### Short problem
The records below must be copied in full; omit the images.

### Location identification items

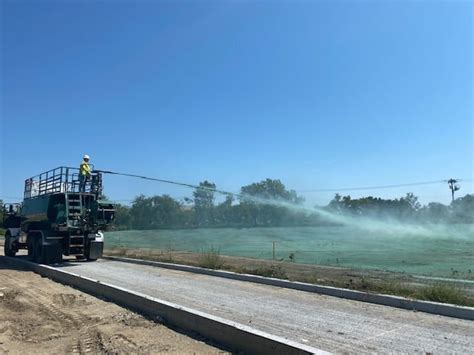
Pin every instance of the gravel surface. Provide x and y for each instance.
(39, 316)
(328, 323)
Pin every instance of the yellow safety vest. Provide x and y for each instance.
(85, 169)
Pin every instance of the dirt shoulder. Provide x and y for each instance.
(40, 316)
(366, 280)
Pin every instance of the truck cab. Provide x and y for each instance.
(56, 218)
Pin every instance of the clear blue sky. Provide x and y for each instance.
(319, 94)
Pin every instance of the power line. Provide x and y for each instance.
(376, 187)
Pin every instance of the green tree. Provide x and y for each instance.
(204, 197)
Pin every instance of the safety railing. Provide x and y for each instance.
(58, 180)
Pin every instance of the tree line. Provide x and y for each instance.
(269, 204)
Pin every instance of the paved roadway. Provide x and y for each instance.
(324, 322)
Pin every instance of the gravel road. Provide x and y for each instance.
(328, 323)
(39, 316)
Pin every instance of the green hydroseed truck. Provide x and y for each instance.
(56, 219)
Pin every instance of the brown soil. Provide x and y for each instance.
(40, 316)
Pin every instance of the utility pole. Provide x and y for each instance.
(453, 186)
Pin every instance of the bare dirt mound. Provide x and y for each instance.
(38, 315)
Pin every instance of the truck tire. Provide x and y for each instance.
(7, 247)
(31, 248)
(39, 251)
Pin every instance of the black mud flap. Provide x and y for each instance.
(96, 250)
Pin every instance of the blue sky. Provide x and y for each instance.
(319, 94)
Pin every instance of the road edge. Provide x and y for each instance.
(442, 309)
(231, 335)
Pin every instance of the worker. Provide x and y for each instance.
(84, 173)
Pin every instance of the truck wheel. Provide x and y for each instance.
(31, 249)
(57, 256)
(38, 254)
(7, 247)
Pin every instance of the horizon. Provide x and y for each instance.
(321, 95)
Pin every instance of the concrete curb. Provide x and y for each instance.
(234, 336)
(442, 309)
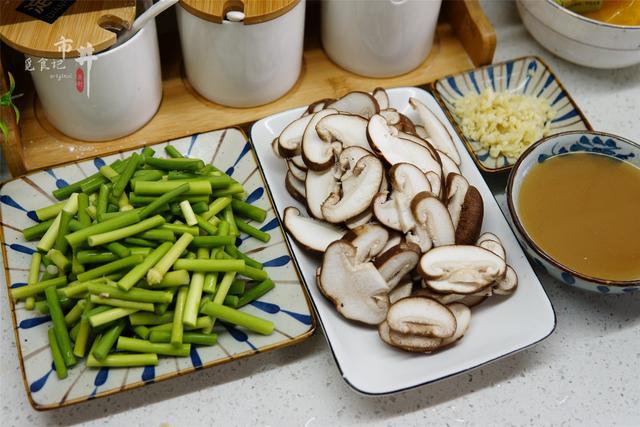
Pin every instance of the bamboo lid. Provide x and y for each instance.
(79, 24)
(255, 11)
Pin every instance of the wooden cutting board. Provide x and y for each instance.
(83, 22)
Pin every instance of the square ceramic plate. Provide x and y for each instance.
(499, 327)
(529, 75)
(286, 305)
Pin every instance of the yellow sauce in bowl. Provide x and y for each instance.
(583, 210)
(617, 12)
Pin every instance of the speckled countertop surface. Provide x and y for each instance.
(586, 373)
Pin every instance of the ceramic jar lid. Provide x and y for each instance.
(47, 27)
(255, 11)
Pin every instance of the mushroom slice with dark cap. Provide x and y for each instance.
(508, 284)
(347, 129)
(394, 209)
(300, 174)
(318, 187)
(357, 289)
(361, 219)
(317, 154)
(438, 133)
(393, 149)
(358, 191)
(406, 342)
(430, 212)
(466, 208)
(460, 269)
(397, 262)
(462, 313)
(312, 234)
(402, 290)
(314, 107)
(360, 103)
(295, 187)
(470, 300)
(291, 137)
(421, 132)
(369, 240)
(421, 316)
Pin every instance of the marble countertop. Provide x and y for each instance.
(586, 373)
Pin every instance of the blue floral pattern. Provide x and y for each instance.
(526, 75)
(595, 144)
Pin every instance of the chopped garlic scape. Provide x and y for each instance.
(504, 122)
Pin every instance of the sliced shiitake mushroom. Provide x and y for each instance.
(299, 162)
(460, 269)
(436, 184)
(413, 343)
(393, 209)
(463, 317)
(438, 133)
(466, 208)
(421, 132)
(493, 246)
(357, 289)
(395, 150)
(358, 220)
(310, 233)
(318, 187)
(295, 187)
(358, 191)
(360, 103)
(274, 147)
(395, 238)
(448, 165)
(368, 239)
(421, 316)
(402, 290)
(381, 98)
(391, 116)
(300, 174)
(397, 262)
(317, 154)
(291, 137)
(430, 212)
(508, 284)
(470, 300)
(347, 129)
(314, 107)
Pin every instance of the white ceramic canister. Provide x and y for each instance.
(379, 38)
(242, 65)
(118, 95)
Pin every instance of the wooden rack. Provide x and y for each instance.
(464, 39)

### Solution to the problem
Pin every instance of the gravel surface. Provide x and y for each instance.
(39, 316)
(328, 323)
Pin every instance of the yellow safety vest. Provide x and y for each instance.
(85, 169)
Pin every instance of the dirt shoulder. Provide x and y for each instance.
(40, 316)
(366, 280)
Pin every instance of the truck cab. Provide x and y for each instance.
(56, 218)
Pin every instance of the clear blue sky. Provide x and y for each instance.
(319, 94)
Pin every instance of the power line. Provide x and y for each instance.
(376, 187)
Pin every instance of the green tree. Provide x and y for each instance.
(204, 197)
Pin every instance of the safety railing. Provide x and y for each instance.
(58, 180)
Pin every instance of the tree line. Provide x and y for each instance.
(269, 204)
Pin every instance of the paved roadway. Provide x and y for each instance.
(324, 322)
Pin every instance of the gravel road. Provide x and y for each instance.
(328, 323)
(39, 316)
Pin every instance of the green hydroseed truck. Provide x and y for each instance.
(56, 219)
Pin every instance of the brown soil. Provide x and y for each instance.
(40, 316)
Pin every instance of the utility pole. Provide x and y for each instance.
(453, 186)
Pin every instance of the bare dirt mound. Provide x and y for each instance.
(38, 315)
Pin every instance of the truck tire. Provide x and y for each instance.
(7, 247)
(31, 248)
(39, 251)
Pin every instance of the black mud flap. Provide x and y for each instance.
(96, 250)
Pin every instance of the blue sky. Provide x and y for each instance.
(319, 94)
Pin every instance of the road edge. Provide x and y for each instance.
(442, 309)
(231, 335)
Pin every instance of the worker. Provide x and y for each instance.
(84, 173)
Pin every instance of the truck wheel. Provide x and y for each instance.
(31, 249)
(57, 256)
(38, 254)
(7, 247)
Pin every instance of the horizon. Provide x and y for each instance.
(321, 95)
Pin every instance of the concrete curb. Provide x and y for each instance.
(234, 336)
(442, 309)
Pin every instance of the bamboo lid. Provide x and y for each instance.
(79, 24)
(255, 11)
Pin every instance of the wooden cutting board. Provide x and y for each instance.
(83, 22)
Pin every instance of the square ceramic plate. Provide x and y for each instance.
(499, 327)
(529, 75)
(286, 305)
Pin every instance of the yellow sauce in bowl. Provide x and y for each instance.
(583, 210)
(617, 12)
Pin every instance of the speckled countertop surface. Provide x and y for each instance.
(586, 373)
Pin every instance of the ceramic jar lid. Provide x and y for each instance.
(47, 27)
(255, 11)
Pin every instance of the mushroom slice with dark cap. Provide x and y for each instance.
(508, 284)
(347, 129)
(394, 209)
(300, 174)
(318, 187)
(357, 289)
(361, 219)
(317, 154)
(438, 133)
(393, 149)
(358, 191)
(406, 342)
(430, 212)
(466, 208)
(460, 269)
(397, 262)
(462, 313)
(312, 234)
(402, 290)
(314, 107)
(360, 103)
(295, 187)
(470, 300)
(291, 137)
(421, 132)
(369, 240)
(421, 316)
Pin every instance of the marble countertop. Provide x and y for each instance.
(586, 373)
Pin every instance of the blue floral pattern. Provide x and y for each instance.
(526, 75)
(595, 144)
Pin every instance of the chopped garlic scape. Provide x and y for each instance.
(504, 122)
Pin every instance of the sliced shiitake mushroom. Provide x and y for each instance.
(299, 162)
(460, 269)
(436, 184)
(413, 343)
(393, 209)
(463, 317)
(438, 133)
(466, 208)
(421, 132)
(493, 246)
(357, 289)
(395, 150)
(358, 220)
(310, 233)
(318, 187)
(295, 187)
(358, 191)
(360, 103)
(274, 147)
(395, 238)
(448, 165)
(368, 239)
(421, 316)
(402, 290)
(381, 98)
(391, 116)
(300, 174)
(397, 262)
(317, 154)
(291, 137)
(430, 212)
(508, 284)
(470, 300)
(347, 129)
(314, 107)
Pin every instance of the white ceramic canister. Provide x and y for each instance.
(379, 38)
(242, 65)
(118, 95)
Pin every instance of the wooden rack. Provide x and y for each instance.
(464, 39)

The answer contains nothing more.